Starting at the line that contains "the sky in the", return every line through the end of the entries below, exactly and with nothing else.

Text-to-region grounding data:
>>
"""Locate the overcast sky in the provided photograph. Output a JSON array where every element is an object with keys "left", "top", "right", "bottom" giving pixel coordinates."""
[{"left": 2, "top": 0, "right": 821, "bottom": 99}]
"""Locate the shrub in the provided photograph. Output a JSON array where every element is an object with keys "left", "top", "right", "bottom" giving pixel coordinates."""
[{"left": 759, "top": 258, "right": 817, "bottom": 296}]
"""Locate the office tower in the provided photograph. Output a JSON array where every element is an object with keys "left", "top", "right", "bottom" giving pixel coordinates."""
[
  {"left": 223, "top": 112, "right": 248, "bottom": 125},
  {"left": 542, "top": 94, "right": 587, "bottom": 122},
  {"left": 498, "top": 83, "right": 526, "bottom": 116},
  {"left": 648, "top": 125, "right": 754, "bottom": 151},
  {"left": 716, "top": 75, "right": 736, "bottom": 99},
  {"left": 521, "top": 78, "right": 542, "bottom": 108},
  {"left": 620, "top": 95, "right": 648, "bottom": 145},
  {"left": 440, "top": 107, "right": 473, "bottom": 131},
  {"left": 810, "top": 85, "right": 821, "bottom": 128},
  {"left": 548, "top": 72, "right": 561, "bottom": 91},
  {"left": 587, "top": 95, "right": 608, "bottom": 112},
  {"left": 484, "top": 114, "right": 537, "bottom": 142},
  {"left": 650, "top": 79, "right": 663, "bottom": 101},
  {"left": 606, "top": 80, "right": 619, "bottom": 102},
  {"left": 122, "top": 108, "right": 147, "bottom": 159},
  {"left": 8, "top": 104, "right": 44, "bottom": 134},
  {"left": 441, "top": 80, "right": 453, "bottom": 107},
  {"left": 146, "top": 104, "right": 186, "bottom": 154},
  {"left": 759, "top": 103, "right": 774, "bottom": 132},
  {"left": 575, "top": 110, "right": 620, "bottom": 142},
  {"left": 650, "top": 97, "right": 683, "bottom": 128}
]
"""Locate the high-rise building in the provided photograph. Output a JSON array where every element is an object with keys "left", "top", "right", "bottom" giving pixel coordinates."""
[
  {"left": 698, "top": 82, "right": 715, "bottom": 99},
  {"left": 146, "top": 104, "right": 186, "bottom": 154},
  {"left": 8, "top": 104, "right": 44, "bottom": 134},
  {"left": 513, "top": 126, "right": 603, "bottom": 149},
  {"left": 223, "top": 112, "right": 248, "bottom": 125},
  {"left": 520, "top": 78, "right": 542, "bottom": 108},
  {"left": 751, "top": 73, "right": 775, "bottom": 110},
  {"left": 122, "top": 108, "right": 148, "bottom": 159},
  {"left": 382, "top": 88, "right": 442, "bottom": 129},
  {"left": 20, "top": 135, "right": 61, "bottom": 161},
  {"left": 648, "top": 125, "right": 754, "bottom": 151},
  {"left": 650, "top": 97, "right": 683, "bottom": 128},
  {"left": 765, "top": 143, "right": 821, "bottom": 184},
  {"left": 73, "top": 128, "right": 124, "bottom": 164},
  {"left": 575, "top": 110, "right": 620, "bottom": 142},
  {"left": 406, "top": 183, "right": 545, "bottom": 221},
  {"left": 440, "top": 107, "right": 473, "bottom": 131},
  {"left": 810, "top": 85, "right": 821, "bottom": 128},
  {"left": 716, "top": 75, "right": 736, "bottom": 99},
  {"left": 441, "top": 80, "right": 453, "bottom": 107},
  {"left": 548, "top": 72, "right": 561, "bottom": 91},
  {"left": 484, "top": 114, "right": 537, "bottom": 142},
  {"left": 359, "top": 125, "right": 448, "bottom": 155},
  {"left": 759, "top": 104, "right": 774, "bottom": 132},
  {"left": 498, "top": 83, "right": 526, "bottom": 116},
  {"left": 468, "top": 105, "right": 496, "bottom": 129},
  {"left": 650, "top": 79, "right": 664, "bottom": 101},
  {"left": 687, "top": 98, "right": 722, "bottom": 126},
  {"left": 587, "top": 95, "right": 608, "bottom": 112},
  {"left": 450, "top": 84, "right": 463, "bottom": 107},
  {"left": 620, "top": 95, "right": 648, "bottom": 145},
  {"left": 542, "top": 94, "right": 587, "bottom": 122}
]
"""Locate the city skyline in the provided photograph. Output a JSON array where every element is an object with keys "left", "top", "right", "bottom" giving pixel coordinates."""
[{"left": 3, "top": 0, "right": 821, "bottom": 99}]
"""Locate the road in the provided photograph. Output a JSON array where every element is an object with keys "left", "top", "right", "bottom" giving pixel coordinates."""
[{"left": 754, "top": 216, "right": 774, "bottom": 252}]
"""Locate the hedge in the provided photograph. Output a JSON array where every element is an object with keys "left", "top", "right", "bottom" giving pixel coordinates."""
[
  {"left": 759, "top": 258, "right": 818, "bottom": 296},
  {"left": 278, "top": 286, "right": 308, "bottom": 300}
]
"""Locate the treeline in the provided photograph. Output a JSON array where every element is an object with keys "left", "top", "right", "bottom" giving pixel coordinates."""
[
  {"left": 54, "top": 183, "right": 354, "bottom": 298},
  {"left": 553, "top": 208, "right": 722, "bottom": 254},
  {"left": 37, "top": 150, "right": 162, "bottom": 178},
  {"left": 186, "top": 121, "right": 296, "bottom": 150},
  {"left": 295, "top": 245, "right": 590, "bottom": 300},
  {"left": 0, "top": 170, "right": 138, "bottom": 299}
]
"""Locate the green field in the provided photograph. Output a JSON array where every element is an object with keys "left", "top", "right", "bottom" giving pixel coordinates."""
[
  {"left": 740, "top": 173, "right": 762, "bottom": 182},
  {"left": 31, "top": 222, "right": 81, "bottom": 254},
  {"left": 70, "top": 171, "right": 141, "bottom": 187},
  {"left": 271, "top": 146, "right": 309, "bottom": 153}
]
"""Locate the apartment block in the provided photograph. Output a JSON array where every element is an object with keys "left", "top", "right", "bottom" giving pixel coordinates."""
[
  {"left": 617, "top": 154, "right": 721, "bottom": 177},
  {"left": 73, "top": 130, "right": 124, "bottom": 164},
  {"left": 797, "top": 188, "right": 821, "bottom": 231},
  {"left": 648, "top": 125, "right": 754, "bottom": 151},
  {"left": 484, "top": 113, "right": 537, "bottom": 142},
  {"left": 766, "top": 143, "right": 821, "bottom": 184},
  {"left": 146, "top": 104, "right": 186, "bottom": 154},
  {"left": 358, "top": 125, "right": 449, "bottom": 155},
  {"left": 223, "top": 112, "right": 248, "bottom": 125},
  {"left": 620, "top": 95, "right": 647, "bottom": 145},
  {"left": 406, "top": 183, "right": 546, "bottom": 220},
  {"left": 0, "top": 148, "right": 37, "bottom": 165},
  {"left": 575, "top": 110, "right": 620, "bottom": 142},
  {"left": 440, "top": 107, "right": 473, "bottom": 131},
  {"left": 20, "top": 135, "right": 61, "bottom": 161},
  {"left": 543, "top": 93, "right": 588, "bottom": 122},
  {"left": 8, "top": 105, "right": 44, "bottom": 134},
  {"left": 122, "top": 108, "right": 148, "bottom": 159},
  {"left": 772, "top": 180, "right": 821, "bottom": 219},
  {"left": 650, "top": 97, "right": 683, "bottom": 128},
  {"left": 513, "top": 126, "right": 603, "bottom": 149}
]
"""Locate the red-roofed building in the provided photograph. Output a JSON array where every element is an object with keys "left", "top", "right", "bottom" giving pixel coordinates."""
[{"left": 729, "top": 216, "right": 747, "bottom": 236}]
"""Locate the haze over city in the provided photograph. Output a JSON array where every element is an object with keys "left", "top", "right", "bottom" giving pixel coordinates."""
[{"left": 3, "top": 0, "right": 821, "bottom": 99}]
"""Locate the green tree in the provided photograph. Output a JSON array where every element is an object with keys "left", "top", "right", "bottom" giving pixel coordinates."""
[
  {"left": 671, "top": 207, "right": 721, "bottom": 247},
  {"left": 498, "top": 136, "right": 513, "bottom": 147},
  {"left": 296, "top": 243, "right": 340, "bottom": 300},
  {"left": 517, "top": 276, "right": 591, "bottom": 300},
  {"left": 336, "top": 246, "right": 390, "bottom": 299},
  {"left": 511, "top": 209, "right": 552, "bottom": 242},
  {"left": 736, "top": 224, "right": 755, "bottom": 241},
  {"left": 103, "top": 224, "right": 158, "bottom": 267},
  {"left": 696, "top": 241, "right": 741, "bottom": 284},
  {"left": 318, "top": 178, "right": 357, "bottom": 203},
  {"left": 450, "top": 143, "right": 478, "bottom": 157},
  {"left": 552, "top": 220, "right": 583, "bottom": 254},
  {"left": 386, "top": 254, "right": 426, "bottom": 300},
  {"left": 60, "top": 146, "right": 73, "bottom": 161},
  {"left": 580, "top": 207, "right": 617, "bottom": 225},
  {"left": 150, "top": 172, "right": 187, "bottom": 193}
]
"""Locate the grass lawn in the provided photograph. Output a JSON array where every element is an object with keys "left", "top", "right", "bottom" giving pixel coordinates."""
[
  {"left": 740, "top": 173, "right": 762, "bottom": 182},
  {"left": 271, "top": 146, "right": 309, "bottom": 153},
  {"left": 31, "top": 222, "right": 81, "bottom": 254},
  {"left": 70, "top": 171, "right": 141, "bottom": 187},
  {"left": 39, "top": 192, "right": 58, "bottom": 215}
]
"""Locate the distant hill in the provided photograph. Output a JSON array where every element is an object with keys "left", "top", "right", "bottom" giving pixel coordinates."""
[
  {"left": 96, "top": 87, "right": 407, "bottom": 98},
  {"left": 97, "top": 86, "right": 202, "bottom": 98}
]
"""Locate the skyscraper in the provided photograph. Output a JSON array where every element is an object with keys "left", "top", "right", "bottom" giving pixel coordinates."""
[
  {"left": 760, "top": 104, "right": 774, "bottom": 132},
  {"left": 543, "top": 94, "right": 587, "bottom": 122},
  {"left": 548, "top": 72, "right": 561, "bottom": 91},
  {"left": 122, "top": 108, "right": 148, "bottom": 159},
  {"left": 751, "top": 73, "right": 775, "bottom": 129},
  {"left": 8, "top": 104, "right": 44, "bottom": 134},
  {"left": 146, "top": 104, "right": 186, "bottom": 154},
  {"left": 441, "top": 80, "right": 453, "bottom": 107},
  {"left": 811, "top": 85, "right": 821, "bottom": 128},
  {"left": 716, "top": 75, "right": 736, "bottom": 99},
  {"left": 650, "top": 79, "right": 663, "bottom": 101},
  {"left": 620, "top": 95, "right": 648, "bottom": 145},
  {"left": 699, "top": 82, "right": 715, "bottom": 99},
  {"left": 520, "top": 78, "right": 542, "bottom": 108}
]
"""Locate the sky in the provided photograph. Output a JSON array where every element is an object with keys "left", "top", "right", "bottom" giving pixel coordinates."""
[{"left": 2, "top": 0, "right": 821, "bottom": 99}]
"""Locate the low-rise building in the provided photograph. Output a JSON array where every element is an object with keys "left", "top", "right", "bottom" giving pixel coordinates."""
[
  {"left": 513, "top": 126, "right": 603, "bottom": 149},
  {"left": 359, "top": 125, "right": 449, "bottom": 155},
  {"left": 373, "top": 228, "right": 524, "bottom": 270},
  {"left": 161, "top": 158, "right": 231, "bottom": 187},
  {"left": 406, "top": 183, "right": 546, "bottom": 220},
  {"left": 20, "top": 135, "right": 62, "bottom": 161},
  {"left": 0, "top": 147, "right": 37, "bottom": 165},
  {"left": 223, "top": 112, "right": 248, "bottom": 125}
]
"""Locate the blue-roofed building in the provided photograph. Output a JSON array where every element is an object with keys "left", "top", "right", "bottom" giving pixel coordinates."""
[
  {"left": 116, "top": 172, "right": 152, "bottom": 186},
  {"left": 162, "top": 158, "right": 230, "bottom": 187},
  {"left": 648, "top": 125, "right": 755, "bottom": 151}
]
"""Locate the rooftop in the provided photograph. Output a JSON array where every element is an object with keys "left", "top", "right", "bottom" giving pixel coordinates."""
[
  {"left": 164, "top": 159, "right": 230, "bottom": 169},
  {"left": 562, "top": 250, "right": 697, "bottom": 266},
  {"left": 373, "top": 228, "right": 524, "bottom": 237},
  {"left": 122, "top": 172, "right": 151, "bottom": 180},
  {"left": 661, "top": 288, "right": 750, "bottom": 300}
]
<<
## Output below
"""Locate the sky in the provided photograph. Output a JSON array where every element is an object with keys "left", "top", "right", "bottom" giving pixel coordinates."""
[{"left": 2, "top": 0, "right": 821, "bottom": 99}]
"""Locate the low-rise building in the provided photograph. Output a JSON array where every element is an object with keys "left", "top", "right", "bottom" giving pixel coordinates."""
[
  {"left": 513, "top": 126, "right": 603, "bottom": 149},
  {"left": 359, "top": 125, "right": 449, "bottom": 155},
  {"left": 373, "top": 228, "right": 524, "bottom": 270},
  {"left": 161, "top": 158, "right": 231, "bottom": 187},
  {"left": 406, "top": 183, "right": 546, "bottom": 220},
  {"left": 20, "top": 135, "right": 62, "bottom": 161},
  {"left": 0, "top": 147, "right": 37, "bottom": 165},
  {"left": 223, "top": 112, "right": 248, "bottom": 125}
]
"""Locate the blue-roofed building in the provided photograph. Output a JSON array where every element is an object with keys "left", "top", "right", "bottom" giving pixel coordinates."""
[
  {"left": 116, "top": 172, "right": 152, "bottom": 186},
  {"left": 162, "top": 158, "right": 230, "bottom": 187},
  {"left": 648, "top": 125, "right": 755, "bottom": 151}
]
"""Locate the rooftop in the provided photograph. Output a JSON array where every element is an object with keys "left", "top", "right", "bottom" giving pixel coordinates."""
[
  {"left": 164, "top": 159, "right": 230, "bottom": 169},
  {"left": 562, "top": 250, "right": 697, "bottom": 266},
  {"left": 373, "top": 228, "right": 524, "bottom": 237},
  {"left": 122, "top": 172, "right": 151, "bottom": 180},
  {"left": 661, "top": 288, "right": 750, "bottom": 300}
]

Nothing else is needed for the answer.